### Exercise
Count the lines in the records below that contain the string "carpeted", treating uppercase and lowercase as different, and reply with only that number.

Named object pointing entries:

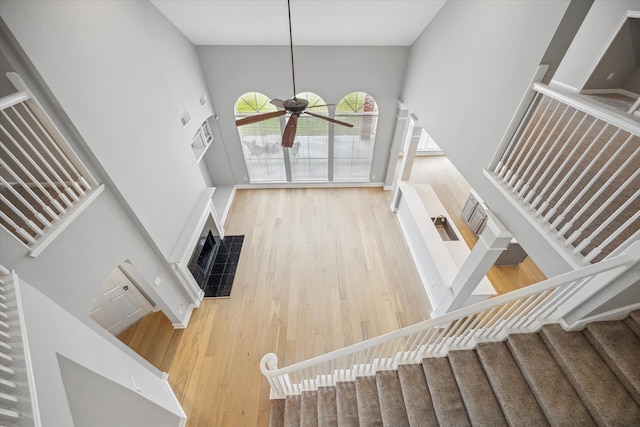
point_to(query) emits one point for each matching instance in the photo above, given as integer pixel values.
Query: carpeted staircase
(553, 377)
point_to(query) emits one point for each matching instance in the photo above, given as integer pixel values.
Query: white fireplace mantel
(180, 256)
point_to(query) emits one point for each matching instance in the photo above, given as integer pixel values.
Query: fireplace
(201, 261)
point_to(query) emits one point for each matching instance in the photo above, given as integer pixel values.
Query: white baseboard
(557, 84)
(615, 91)
(616, 314)
(310, 185)
(228, 207)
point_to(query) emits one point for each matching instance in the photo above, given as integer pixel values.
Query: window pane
(309, 155)
(261, 141)
(353, 147)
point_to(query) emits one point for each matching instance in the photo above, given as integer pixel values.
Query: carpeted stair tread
(327, 407)
(553, 391)
(276, 413)
(292, 410)
(368, 402)
(309, 409)
(482, 406)
(347, 404)
(606, 398)
(633, 321)
(417, 398)
(445, 395)
(619, 346)
(392, 406)
(509, 386)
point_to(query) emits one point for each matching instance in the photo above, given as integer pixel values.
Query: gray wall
(124, 75)
(107, 233)
(331, 72)
(591, 40)
(51, 332)
(619, 60)
(467, 73)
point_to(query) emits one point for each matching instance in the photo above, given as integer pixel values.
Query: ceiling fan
(295, 106)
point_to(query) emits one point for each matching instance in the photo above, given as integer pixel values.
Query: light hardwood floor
(453, 189)
(319, 269)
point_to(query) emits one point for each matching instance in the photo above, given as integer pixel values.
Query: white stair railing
(524, 310)
(575, 167)
(18, 405)
(42, 181)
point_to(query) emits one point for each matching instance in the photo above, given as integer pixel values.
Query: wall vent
(186, 118)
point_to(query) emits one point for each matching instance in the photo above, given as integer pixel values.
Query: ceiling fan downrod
(293, 70)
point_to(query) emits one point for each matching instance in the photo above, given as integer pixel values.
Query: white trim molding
(179, 259)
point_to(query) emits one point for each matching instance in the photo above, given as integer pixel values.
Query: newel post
(492, 242)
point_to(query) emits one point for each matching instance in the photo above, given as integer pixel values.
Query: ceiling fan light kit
(294, 106)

### Exercise answer
2